Task requirements: Could you give back the whole listing exactly as written?

Source data:
........
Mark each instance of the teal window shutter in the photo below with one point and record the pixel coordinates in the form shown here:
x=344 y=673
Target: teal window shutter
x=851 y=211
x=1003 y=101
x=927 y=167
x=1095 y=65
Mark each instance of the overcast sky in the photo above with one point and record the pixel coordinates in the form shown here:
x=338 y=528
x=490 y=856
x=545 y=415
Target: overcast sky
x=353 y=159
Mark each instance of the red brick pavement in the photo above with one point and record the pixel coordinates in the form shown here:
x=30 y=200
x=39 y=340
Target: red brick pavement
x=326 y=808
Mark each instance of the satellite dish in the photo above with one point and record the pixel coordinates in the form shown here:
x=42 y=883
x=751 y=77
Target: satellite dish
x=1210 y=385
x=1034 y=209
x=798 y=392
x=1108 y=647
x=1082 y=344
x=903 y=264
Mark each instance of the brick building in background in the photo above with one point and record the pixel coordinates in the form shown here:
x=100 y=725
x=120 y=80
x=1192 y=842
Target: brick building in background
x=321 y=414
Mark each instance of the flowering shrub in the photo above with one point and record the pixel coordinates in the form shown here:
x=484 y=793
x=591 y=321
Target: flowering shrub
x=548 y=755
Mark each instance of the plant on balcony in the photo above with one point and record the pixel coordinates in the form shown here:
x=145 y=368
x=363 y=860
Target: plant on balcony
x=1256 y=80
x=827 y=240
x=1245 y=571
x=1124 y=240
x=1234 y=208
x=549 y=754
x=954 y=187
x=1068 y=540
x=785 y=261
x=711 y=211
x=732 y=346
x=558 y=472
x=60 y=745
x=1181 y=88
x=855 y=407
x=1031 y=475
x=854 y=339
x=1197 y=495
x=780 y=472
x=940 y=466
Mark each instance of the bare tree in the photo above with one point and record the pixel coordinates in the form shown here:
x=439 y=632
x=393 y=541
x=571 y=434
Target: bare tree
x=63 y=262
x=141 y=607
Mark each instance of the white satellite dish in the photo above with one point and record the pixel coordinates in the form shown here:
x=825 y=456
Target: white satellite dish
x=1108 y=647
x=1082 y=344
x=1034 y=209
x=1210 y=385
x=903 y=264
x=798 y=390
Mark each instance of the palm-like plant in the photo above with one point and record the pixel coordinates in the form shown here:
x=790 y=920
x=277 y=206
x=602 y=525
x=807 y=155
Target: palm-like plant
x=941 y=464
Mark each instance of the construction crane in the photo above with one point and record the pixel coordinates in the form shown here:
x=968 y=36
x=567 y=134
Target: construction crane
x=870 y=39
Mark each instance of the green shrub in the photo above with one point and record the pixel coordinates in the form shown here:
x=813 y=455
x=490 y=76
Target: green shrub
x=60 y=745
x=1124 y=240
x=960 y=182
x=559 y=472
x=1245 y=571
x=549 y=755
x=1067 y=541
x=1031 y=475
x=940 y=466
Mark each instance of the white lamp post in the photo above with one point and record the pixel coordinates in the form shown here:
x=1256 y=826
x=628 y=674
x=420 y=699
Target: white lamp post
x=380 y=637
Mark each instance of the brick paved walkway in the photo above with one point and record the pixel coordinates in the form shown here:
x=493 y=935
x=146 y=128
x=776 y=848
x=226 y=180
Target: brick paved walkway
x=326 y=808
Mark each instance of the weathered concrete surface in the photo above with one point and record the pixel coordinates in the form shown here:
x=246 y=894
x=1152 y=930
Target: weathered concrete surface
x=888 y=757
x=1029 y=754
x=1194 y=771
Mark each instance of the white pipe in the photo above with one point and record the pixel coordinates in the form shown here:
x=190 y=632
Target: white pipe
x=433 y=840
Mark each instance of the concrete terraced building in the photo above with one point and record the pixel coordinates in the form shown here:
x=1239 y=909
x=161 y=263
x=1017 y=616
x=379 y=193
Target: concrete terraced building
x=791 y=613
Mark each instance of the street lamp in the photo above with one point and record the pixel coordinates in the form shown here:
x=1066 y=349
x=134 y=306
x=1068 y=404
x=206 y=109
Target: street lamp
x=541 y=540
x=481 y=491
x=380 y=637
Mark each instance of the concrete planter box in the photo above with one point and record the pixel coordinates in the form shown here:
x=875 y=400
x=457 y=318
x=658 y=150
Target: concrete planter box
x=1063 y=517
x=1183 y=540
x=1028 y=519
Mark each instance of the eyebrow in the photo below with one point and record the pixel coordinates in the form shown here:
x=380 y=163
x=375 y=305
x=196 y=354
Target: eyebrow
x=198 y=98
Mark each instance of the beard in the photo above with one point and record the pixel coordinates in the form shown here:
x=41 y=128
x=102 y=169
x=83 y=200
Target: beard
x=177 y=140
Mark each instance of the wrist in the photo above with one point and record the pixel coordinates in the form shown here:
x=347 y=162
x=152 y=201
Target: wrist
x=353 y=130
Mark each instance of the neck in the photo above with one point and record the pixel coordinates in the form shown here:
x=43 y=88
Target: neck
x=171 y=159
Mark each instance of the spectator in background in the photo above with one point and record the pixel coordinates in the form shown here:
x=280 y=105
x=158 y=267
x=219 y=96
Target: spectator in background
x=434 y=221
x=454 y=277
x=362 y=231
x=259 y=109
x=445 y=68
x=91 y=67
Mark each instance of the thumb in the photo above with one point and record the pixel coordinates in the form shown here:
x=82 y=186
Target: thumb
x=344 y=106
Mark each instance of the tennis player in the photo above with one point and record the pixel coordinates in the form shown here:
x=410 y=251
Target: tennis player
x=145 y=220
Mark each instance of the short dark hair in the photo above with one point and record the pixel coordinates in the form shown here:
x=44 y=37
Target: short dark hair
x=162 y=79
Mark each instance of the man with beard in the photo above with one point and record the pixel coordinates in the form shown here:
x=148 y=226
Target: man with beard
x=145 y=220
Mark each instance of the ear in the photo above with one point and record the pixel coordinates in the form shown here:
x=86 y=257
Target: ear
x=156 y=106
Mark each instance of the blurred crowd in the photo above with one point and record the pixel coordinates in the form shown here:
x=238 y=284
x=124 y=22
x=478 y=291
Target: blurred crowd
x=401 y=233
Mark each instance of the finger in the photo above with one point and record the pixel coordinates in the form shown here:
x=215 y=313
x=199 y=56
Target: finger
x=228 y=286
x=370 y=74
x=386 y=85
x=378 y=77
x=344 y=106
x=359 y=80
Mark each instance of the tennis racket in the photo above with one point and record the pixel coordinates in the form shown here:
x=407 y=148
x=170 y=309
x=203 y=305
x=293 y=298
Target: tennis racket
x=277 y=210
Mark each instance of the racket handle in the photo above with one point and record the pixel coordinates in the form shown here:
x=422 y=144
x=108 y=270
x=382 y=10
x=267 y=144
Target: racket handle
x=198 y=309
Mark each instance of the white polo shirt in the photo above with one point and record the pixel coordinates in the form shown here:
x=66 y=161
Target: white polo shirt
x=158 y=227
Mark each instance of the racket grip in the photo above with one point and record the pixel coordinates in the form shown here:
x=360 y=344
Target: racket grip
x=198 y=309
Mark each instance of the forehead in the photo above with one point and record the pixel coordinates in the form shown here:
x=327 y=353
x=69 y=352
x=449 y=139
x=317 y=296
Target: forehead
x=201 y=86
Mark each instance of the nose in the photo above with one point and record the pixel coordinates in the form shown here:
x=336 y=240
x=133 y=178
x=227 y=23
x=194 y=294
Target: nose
........
Output:
Mark each instance of the teal window shutter in the photo below with one point and record the pixel coordinates in the form shown here:
x=344 y=673
Target: teal window shutter
x=851 y=211
x=1003 y=101
x=927 y=167
x=1095 y=65
Mark each instance of the overcast sky in the photo above with one point and record the pixel coordinates in the form shown here:
x=338 y=528
x=490 y=856
x=545 y=415
Target: overcast sky
x=353 y=159
Mark each instance of the red brick pavement in the photo above with one point and record the pixel coordinates in the form shown here:
x=30 y=200
x=39 y=340
Target: red brick pavement
x=326 y=808
Mark each instance of the satellite dish in the photo above with one point and record the pixel coordinates in the form shown here:
x=42 y=883
x=751 y=77
Target: satellite dish
x=1210 y=385
x=1034 y=209
x=798 y=392
x=1108 y=647
x=1082 y=344
x=903 y=264
Mark each instance of the brick building in background in the photo above with one point and record the pixel coordinates in the form shown here:
x=100 y=725
x=120 y=80
x=1192 y=842
Target: brick building in background
x=321 y=414
Mark each instance of the flowering shrub in the photo above with one point and record the pixel coordinates in the form shown here:
x=484 y=793
x=591 y=321
Target: flowering shrub
x=548 y=755
Mark each instance of the plant on balcony in the photo above with one point and record the pixel coordinates in the form shown here:
x=145 y=368
x=363 y=860
Target: plant on balcony
x=1256 y=80
x=827 y=240
x=1245 y=571
x=1124 y=240
x=1234 y=208
x=549 y=754
x=954 y=187
x=1068 y=540
x=785 y=261
x=711 y=211
x=732 y=346
x=558 y=472
x=60 y=745
x=1181 y=88
x=855 y=407
x=1031 y=475
x=854 y=339
x=1197 y=495
x=780 y=472
x=940 y=466
Mark each instance of the bare tree in the photo above with one point and record the pixel coordinates in the form shown here:
x=439 y=632
x=393 y=541
x=571 y=434
Target: bare tree
x=63 y=262
x=141 y=607
Mark each instance of the white satellite dish in the photo above with one point and record the pixel coordinates in the form shown here:
x=825 y=456
Target: white satellite dish
x=1108 y=647
x=1082 y=344
x=1034 y=209
x=1210 y=385
x=903 y=264
x=798 y=390
Mark each instance of the palm-like plant in the photo above with one point and record the pixel coordinates in the form shown here:
x=790 y=920
x=277 y=206
x=602 y=525
x=807 y=155
Target: palm-like plant
x=941 y=464
Mark each instance of the construction crane in the photo above with one point and record the pixel coordinates in the form shown here:
x=968 y=36
x=567 y=134
Target: construction crane
x=870 y=39
Mark each instance of the green shrub in the photo above with one point and record the pixel coordinates in the form shown here:
x=813 y=455
x=490 y=76
Target: green shrub
x=60 y=745
x=1124 y=240
x=960 y=182
x=559 y=472
x=1245 y=571
x=549 y=755
x=1067 y=541
x=1031 y=475
x=940 y=466
Mark each instance of the white lamp post in the photo above with one point and record the pixel coordinates in the form shown here:
x=1256 y=826
x=628 y=674
x=420 y=699
Target: white lamp post
x=380 y=637
Mark each instance of the brick paved walkway in the photo above with one point and record the pixel coordinates in the form shown here:
x=493 y=935
x=146 y=128
x=776 y=848
x=226 y=180
Target: brick paved walkway
x=326 y=808
Mark each instance of the weathered concrete surface in the photo above with one point and record the pixel coordinates in the form shown here:
x=246 y=894
x=1152 y=930
Target: weathered concrete surface
x=888 y=757
x=1029 y=754
x=1194 y=771
Mark each instance of the white pipe in the photo above with one point and record the pixel coordinates in the form shown here:
x=190 y=632
Target: white pipe
x=433 y=840
Mark each instance of the concrete terraced building in the photo above with one point and record the pixel coordinates in the form shown here:
x=1239 y=909
x=161 y=263
x=1017 y=616
x=379 y=193
Target: concrete terraced building
x=791 y=613
Mark each instance of the street lamp in the photo above with one point and record the pixel coordinates in the form shown here:
x=1066 y=349
x=134 y=306
x=1068 y=404
x=206 y=109
Target: street lamp
x=541 y=540
x=481 y=491
x=380 y=637
Mark each instance of the concrete planter box in the photo above with one point and record the pixel coordinates in the form shown here:
x=875 y=400
x=457 y=318
x=658 y=150
Target: concrete planter box
x=1063 y=517
x=1183 y=540
x=1028 y=519
Mark each instance of the eyebrow in the photo below with one point and record the pixel coordinates in the form shown here:
x=380 y=163
x=375 y=305
x=196 y=354
Target: eyebrow
x=198 y=98
Mark each instance of the beard in the photo above with one point and record the pixel coordinates in the form shown here:
x=41 y=128
x=102 y=169
x=83 y=200
Target: beard
x=177 y=140
Mark each instance of the wrist in the photo above with one point and record the pixel coordinates in the form shown here:
x=347 y=162
x=152 y=201
Target: wrist
x=353 y=130
Mark each instance of the neck in the photo above with one point and record the pixel coordinates in the form shown here:
x=43 y=88
Target: neck
x=171 y=159
Mark each instance of the spectator in background in the photo above with one point and record the pixel coordinates in the form shown here:
x=280 y=105
x=158 y=267
x=219 y=96
Target: spectator in background
x=434 y=221
x=454 y=277
x=362 y=231
x=259 y=109
x=445 y=68
x=91 y=67
Mark each instance of the thumb in the photo above with one point and record the pixel coordinates in the form shown here:
x=82 y=186
Target: thumb
x=344 y=106
Mark each instance of the tennis player in the photo above with one point and record the pixel coordinates in the form shown here:
x=410 y=251
Target: tennis player
x=145 y=220
Mark each instance of the short dark hair in the photo above with one point and record the pixel coordinates in the form shown here:
x=44 y=37
Target: short dark hair
x=162 y=79
Mark each instance of the man with beard in the photo above with one point and record the pixel coordinates in the form shown here:
x=148 y=226
Target: man with beard
x=145 y=220
Mark each instance of the ear in the photo above with one point and record the pixel coordinates in the form shown here:
x=86 y=257
Target: ear
x=156 y=106
Mark each instance of the blurred crowd in the photo above with one point and record the pixel coordinates in the form shown here:
x=238 y=284
x=124 y=22
x=478 y=291
Target: blurred crowd
x=401 y=233
Mark each instance of the finger in the photo above with one point and record the pixel coordinates in the form shown here:
x=215 y=313
x=199 y=56
Target: finger
x=228 y=286
x=370 y=74
x=386 y=85
x=378 y=77
x=344 y=106
x=359 y=80
Mark each instance of the tennis racket in the photo above with one point and record the pixel coordinates in the form shown here:
x=407 y=148
x=170 y=309
x=203 y=305
x=293 y=298
Target: tennis racket
x=277 y=210
Mark each instance of the racket handle in the photo above with one point and record the pixel coordinates in the form shown here:
x=422 y=144
x=108 y=270
x=382 y=10
x=267 y=144
Target: racket handle
x=198 y=309
Mark each instance of the white polo shirt in the photo above with one point and record the pixel coordinates in the form shown here:
x=66 y=161
Target: white polo shirt
x=158 y=227
Mark each instance of the racket grip in the photo above with one point and record the pixel coordinates in the form shown here:
x=360 y=344
Target: racket grip
x=198 y=309
Mark each instance of the forehead in the photo above with one point and record the pixel coordinates in the form shown here:
x=327 y=353
x=69 y=352
x=449 y=139
x=317 y=296
Target: forehead
x=201 y=86
Mark each instance of the nose in the photo above with one point and record the pixel coordinates in the form shown here:
x=336 y=240
x=133 y=178
x=227 y=23
x=194 y=294
Target: nose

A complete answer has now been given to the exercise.